Your objective: Where a line below includes the word "young", copy that line.

Stored data entries
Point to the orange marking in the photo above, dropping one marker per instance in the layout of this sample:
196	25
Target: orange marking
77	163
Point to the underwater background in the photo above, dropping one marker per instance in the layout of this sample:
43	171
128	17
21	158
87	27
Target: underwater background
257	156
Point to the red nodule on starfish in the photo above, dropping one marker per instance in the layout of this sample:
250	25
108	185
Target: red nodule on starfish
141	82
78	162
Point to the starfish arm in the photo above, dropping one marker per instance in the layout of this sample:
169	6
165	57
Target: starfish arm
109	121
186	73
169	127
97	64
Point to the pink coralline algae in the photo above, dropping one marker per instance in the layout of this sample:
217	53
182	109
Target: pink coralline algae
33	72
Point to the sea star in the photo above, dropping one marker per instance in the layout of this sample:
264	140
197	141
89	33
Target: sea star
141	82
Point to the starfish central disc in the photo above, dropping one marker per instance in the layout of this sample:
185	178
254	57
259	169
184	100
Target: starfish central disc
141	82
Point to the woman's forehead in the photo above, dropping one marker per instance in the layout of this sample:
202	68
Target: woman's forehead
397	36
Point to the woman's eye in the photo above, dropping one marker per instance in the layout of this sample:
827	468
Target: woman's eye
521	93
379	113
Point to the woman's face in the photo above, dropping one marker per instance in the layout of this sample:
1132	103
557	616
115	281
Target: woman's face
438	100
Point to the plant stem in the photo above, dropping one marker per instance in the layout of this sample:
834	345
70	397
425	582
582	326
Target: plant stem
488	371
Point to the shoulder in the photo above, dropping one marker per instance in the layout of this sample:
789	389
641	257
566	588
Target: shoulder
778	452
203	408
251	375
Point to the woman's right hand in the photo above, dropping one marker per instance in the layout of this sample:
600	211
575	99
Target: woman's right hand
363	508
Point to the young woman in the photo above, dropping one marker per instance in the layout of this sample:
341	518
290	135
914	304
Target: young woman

Response area:
Point to the young woman in the photo above, dropping one marker per instance in the layout of this sample:
Target: young woman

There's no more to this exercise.